> [Assignment]: Omit the pictures found among the records and print everything else exactly as it stands.

------ Input ------

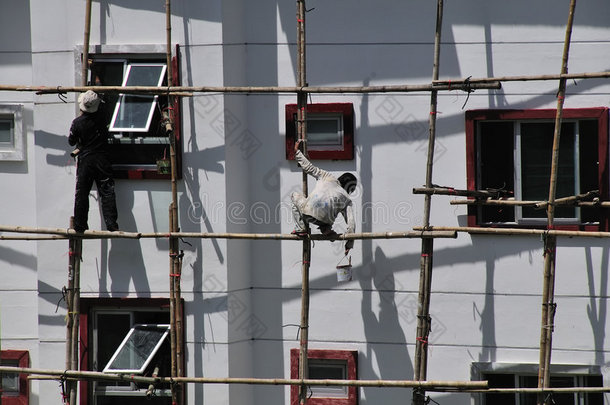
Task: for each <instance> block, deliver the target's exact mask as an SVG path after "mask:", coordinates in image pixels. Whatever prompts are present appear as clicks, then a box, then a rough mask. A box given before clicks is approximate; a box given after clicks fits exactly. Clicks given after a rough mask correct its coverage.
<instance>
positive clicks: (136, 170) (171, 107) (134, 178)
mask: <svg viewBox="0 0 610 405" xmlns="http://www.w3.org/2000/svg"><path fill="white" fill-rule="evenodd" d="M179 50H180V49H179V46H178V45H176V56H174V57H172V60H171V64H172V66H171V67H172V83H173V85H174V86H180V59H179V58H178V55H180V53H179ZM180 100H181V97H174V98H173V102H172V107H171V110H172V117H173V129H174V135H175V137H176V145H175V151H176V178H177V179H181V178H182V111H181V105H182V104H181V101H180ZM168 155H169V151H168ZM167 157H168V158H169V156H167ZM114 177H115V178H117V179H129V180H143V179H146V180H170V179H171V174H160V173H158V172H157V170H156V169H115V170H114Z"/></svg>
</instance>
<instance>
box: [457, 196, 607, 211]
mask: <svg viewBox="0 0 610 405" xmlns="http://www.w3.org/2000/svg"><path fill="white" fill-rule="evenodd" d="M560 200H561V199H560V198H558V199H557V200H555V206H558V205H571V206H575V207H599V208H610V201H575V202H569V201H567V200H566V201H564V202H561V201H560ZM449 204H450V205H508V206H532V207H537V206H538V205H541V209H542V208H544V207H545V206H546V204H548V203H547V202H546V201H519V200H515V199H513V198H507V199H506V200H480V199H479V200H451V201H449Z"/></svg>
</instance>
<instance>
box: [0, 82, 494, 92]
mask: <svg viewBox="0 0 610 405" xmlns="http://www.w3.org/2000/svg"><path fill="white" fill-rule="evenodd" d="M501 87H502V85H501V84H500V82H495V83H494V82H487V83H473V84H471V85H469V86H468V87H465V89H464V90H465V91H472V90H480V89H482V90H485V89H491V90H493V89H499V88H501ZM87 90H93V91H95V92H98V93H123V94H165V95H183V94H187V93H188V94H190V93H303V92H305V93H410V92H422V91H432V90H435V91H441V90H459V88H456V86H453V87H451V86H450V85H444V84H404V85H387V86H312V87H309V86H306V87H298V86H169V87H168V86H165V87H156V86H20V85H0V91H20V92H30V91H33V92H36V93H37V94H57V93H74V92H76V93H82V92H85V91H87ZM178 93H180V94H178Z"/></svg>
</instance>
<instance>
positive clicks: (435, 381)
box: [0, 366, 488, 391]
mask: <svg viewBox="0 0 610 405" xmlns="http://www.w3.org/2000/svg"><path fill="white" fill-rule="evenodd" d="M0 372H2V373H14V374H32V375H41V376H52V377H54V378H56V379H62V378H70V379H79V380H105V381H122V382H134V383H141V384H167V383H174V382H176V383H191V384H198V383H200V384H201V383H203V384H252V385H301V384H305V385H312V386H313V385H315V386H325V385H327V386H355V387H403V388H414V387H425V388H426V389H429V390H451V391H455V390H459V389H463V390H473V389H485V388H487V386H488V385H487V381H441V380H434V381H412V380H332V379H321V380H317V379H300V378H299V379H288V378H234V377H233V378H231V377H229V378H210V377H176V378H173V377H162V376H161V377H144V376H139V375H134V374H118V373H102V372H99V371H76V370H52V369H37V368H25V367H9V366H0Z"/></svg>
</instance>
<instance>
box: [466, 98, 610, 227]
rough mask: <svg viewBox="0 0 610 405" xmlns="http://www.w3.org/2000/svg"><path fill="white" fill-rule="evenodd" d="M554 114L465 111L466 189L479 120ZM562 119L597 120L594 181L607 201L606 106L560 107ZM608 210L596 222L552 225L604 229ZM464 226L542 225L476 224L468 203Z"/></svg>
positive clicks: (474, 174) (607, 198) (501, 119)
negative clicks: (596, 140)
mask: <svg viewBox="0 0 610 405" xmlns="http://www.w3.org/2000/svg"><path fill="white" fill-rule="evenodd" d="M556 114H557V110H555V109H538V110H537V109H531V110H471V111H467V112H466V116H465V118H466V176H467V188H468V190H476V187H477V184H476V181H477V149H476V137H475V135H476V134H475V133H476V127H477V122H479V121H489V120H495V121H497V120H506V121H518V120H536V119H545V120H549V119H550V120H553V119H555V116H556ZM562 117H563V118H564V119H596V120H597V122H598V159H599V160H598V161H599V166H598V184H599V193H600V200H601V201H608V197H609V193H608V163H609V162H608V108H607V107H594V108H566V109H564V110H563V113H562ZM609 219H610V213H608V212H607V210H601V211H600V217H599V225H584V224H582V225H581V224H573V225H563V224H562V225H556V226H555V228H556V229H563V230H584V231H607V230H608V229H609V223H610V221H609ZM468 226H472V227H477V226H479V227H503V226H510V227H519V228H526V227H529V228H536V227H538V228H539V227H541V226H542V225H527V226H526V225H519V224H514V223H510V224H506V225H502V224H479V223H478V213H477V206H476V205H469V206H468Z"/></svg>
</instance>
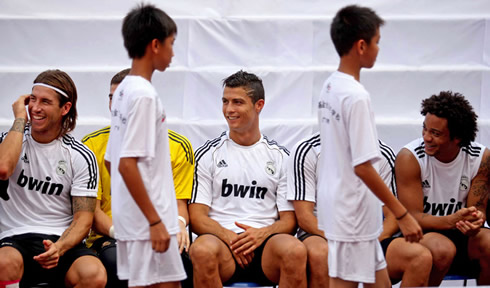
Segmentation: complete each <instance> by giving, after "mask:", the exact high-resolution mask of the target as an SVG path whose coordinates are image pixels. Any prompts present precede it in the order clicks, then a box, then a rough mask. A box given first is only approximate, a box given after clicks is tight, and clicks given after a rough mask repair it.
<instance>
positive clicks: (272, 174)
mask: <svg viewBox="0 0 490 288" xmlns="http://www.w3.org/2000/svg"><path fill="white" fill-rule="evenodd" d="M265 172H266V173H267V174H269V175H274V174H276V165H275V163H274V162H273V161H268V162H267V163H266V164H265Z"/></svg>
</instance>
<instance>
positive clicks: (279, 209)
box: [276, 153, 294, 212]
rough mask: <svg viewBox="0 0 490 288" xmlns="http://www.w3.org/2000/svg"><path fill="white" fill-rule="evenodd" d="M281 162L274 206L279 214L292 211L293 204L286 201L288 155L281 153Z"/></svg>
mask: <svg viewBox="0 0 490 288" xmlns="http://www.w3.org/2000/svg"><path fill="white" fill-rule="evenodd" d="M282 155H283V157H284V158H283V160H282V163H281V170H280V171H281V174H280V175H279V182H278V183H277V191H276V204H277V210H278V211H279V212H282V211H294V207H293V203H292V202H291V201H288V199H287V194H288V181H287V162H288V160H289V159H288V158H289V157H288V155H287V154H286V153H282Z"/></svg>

------

> [Exercise result]:
Task: for each <instance> block, deliver the target's exact mask as an SVG path after "mask:", coordinates in image pixels. Whatever prompts are present appear as clicks, then a box, then a rough mask. A box given before clicks is approximate; a box given after clicks fits exactly. Clicks given after a rough mask correct its coverage.
<instance>
positive clicks: (136, 170) (171, 107) (134, 178)
mask: <svg viewBox="0 0 610 405" xmlns="http://www.w3.org/2000/svg"><path fill="white" fill-rule="evenodd" d="M179 50H180V49H179V46H178V45H176V56H174V57H172V60H171V64H172V66H171V67H172V83H173V85H174V86H180V59H179V58H178V55H180V53H179ZM180 100H181V97H174V98H173V102H172V107H171V110H172V117H173V129H174V135H175V137H176V145H175V151H176V178H177V179H181V178H182V111H181V105H182V104H181V101H180ZM168 155H169V151H168ZM167 157H168V158H169V156H167ZM114 177H115V178H117V179H129V180H143V179H146V180H170V179H171V174H160V173H158V172H157V170H156V169H115V170H114Z"/></svg>
</instance>
<instance>
box: [457, 196, 607, 211]
mask: <svg viewBox="0 0 610 405" xmlns="http://www.w3.org/2000/svg"><path fill="white" fill-rule="evenodd" d="M560 200H561V199H560V198H558V199H557V200H555V206H558V205H571V206H575V207H599V208H610V201H575V202H569V201H567V200H566V201H564V202H561V201H560ZM449 204H450V205H508V206H532V207H537V206H538V205H541V209H542V208H544V207H545V206H546V204H548V203H547V202H546V201H519V200H515V199H513V198H507V199H506V200H480V199H479V200H451V201H449Z"/></svg>
</instance>
<instance>
box: [0, 82, 494, 92]
mask: <svg viewBox="0 0 610 405" xmlns="http://www.w3.org/2000/svg"><path fill="white" fill-rule="evenodd" d="M501 87H502V85H501V84H500V82H495V83H494V82H487V83H473V84H471V85H469V86H468V87H465V89H464V90H465V91H472V90H480V89H482V90H485V89H491V90H493V89H499V88H501ZM87 90H93V91H95V92H98V93H123V94H165V95H183V94H187V93H188V94H190V93H303V92H305V93H410V92H422V91H432V90H435V91H441V90H459V88H456V86H453V87H451V86H450V85H444V84H404V85H387V86H312V87H309V86H306V87H298V86H169V87H168V86H165V87H156V86H20V85H0V91H20V92H30V91H33V92H36V93H37V94H57V93H74V92H76V93H82V92H85V91H87ZM178 93H180V94H178Z"/></svg>
</instance>
<instance>
positive clicks: (435, 381)
box: [0, 366, 488, 391]
mask: <svg viewBox="0 0 610 405" xmlns="http://www.w3.org/2000/svg"><path fill="white" fill-rule="evenodd" d="M0 372H2V373H14V374H32V375H41V376H52V377H54V378H56V379H62V378H70V379H79V380H105V381H122V382H134V383H141V384H167V383H174V382H176V383H191V384H198V383H200V384H201V383H203V384H252V385H301V384H305V385H312V386H313V385H315V386H325V385H327V386H355V387H403V388H414V387H425V388H426V389H429V390H451V391H455V390H459V389H463V390H473V389H485V388H487V386H488V385H487V381H441V380H434V381H412V380H332V379H321V380H317V379H300V378H299V379H288V378H234V377H233V378H231V377H229V378H210V377H176V378H173V377H162V376H161V377H144V376H139V375H134V374H118V373H102V372H99V371H76V370H52V369H37V368H25V367H9V366H0Z"/></svg>
</instance>
<instance>
box: [466, 98, 610, 227]
rough mask: <svg viewBox="0 0 610 405" xmlns="http://www.w3.org/2000/svg"><path fill="white" fill-rule="evenodd" d="M554 114L465 111L466 189L479 120ZM562 119L597 120L594 181L607 201L606 106L560 107ZM608 210L596 222L552 225L604 229ZM464 226L542 225L476 224L468 203Z"/></svg>
positive clicks: (474, 174) (607, 198) (501, 119)
negative clicks: (596, 140)
mask: <svg viewBox="0 0 610 405" xmlns="http://www.w3.org/2000/svg"><path fill="white" fill-rule="evenodd" d="M556 114H557V110H555V109H538V110H537V109H531V110H471V111H467V112H466V116H465V118H466V176H467V188H468V190H476V187H477V184H476V181H477V149H476V137H475V135H476V134H475V133H476V127H477V122H479V121H489V120H495V121H497V120H506V121H518V120H536V119H545V120H549V119H550V120H553V119H555V116H556ZM562 117H563V118H564V119H596V120H597V122H598V159H599V160H598V161H599V166H598V184H599V193H600V200H601V201H608V197H609V193H608V163H609V162H608V108H607V107H594V108H566V109H564V110H563V113H562ZM609 219H610V213H608V212H607V210H601V211H600V217H599V225H584V224H582V225H581V224H573V225H563V224H562V225H556V226H555V228H556V229H563V230H584V231H607V230H608V229H609V223H610V221H609ZM468 226H472V227H477V226H479V227H503V226H510V227H519V228H526V227H529V228H536V227H538V228H539V227H541V226H542V225H527V226H526V225H519V224H514V223H510V224H506V225H502V224H479V223H478V213H477V206H476V205H469V206H468Z"/></svg>
</instance>
Segmentation: complete each <instance> by giving, after "mask:", the exact high-resolution mask of the target as an SVG path whose coordinates are image pixels. Any prompts present precede it in the order clicks, then a box, then a rough mask. A box given first is only approximate, a box given after clicks is tight, and clicks given after a rough mask repair it.
<instance>
positive clicks: (272, 174)
mask: <svg viewBox="0 0 490 288" xmlns="http://www.w3.org/2000/svg"><path fill="white" fill-rule="evenodd" d="M265 172H266V173H267V174H269V175H274V174H276V165H275V163H274V162H273V161H268V162H267V163H266V164H265Z"/></svg>
</instance>
<instance>
positive clicks: (279, 209)
box: [276, 153, 294, 212]
rough mask: <svg viewBox="0 0 490 288" xmlns="http://www.w3.org/2000/svg"><path fill="white" fill-rule="evenodd" d="M281 162L274 206L279 214L292 211L293 204L286 201L288 155L281 153Z"/></svg>
mask: <svg viewBox="0 0 490 288" xmlns="http://www.w3.org/2000/svg"><path fill="white" fill-rule="evenodd" d="M282 155H283V157H284V158H283V160H282V163H281V170H280V171H281V174H280V175H279V182H278V183H277V191H276V204H277V210H278V211H279V212H282V211H294V207H293V203H292V202H291V201H288V199H287V194H288V181H287V162H288V160H289V159H288V158H289V157H288V155H287V154H286V153H282Z"/></svg>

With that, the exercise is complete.